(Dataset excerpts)
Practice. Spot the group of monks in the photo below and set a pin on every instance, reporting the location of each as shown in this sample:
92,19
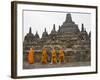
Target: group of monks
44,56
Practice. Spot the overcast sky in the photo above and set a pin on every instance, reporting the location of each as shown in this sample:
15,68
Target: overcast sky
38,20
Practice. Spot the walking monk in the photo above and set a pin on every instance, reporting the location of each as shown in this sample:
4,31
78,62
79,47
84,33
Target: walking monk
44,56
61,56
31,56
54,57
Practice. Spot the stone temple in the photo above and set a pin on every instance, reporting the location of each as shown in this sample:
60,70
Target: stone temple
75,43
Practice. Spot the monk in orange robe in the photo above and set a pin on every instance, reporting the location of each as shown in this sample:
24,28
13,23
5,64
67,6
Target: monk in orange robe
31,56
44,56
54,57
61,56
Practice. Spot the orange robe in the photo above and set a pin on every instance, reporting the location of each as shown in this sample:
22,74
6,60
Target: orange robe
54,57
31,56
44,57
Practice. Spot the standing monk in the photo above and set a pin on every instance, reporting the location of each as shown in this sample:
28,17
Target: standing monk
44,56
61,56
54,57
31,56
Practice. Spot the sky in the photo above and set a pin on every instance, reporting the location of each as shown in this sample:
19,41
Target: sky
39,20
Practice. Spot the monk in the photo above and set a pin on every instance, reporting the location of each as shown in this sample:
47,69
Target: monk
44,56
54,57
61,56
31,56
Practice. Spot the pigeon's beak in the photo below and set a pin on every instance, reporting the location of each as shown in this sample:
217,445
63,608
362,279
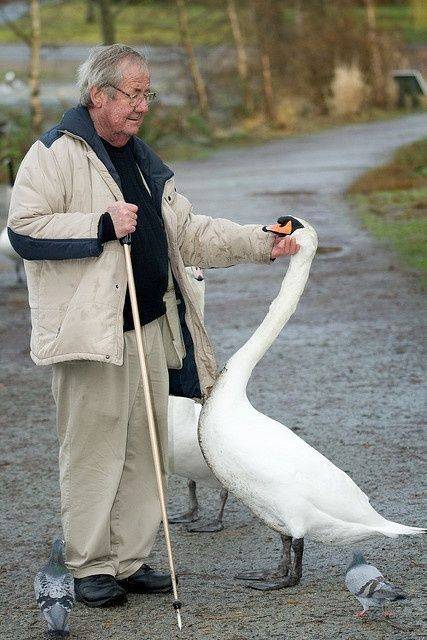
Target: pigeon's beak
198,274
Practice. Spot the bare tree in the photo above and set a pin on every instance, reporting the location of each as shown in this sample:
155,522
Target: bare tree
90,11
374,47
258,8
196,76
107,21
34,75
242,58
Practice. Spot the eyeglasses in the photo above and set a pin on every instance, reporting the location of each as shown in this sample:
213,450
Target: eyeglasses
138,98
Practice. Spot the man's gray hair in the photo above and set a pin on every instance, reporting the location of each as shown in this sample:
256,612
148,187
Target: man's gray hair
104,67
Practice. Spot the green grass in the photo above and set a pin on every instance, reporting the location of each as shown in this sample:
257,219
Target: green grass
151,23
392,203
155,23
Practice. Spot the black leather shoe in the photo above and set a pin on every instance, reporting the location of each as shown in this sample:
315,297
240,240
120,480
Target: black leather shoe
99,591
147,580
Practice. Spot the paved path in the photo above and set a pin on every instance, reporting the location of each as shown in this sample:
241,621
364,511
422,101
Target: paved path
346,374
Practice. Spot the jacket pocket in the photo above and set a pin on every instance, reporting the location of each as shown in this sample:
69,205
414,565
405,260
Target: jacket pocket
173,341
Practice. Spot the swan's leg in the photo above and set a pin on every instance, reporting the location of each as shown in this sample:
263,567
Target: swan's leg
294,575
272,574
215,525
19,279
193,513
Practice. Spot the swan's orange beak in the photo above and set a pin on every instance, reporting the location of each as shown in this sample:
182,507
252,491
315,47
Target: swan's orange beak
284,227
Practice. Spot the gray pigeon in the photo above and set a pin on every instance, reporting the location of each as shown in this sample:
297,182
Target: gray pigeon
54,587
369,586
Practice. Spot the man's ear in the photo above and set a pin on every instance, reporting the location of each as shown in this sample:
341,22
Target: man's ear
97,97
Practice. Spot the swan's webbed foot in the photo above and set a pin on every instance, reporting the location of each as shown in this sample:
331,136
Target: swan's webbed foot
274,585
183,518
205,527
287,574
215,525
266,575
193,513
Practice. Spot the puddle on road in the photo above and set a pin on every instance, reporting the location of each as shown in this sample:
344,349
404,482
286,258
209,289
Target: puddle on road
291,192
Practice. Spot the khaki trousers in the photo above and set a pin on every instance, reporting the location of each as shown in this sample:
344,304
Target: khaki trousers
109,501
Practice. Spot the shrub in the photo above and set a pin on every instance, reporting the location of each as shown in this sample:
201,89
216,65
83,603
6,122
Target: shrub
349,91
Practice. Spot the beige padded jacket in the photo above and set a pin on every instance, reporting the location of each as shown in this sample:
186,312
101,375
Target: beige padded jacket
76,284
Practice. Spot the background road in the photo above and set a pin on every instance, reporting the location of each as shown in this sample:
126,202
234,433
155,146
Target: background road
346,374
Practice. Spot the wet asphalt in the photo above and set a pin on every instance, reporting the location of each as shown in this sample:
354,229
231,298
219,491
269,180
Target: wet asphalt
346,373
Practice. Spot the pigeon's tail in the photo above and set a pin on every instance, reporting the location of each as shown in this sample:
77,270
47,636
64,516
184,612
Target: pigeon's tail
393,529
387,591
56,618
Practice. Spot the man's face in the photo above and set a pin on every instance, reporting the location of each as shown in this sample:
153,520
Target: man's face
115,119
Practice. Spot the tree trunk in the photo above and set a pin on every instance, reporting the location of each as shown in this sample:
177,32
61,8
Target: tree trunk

--

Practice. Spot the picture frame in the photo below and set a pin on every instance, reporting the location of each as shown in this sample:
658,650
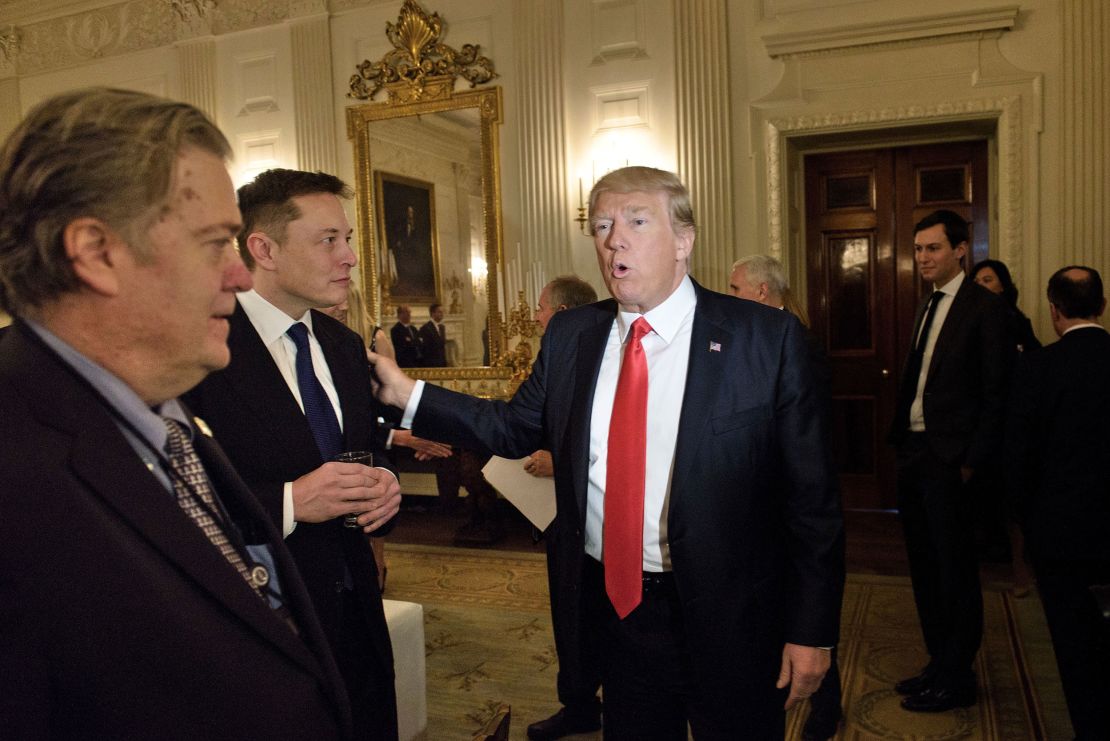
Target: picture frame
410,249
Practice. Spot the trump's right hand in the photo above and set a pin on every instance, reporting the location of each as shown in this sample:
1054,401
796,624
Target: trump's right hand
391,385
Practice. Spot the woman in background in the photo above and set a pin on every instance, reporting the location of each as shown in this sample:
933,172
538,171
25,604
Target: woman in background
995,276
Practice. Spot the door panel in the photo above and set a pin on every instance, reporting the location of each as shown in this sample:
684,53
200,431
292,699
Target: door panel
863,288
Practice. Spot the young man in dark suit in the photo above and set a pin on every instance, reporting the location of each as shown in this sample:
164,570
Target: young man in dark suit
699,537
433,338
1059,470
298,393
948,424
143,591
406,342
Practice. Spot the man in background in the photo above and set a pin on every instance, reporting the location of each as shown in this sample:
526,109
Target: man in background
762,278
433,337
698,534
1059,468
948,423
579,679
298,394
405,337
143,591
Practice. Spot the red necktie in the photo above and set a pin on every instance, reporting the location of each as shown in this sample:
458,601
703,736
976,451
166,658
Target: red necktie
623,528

> **Problem statement**
The number of lines in the data that hold "trunk" must be the entire answer.

> **Solved exercise**
2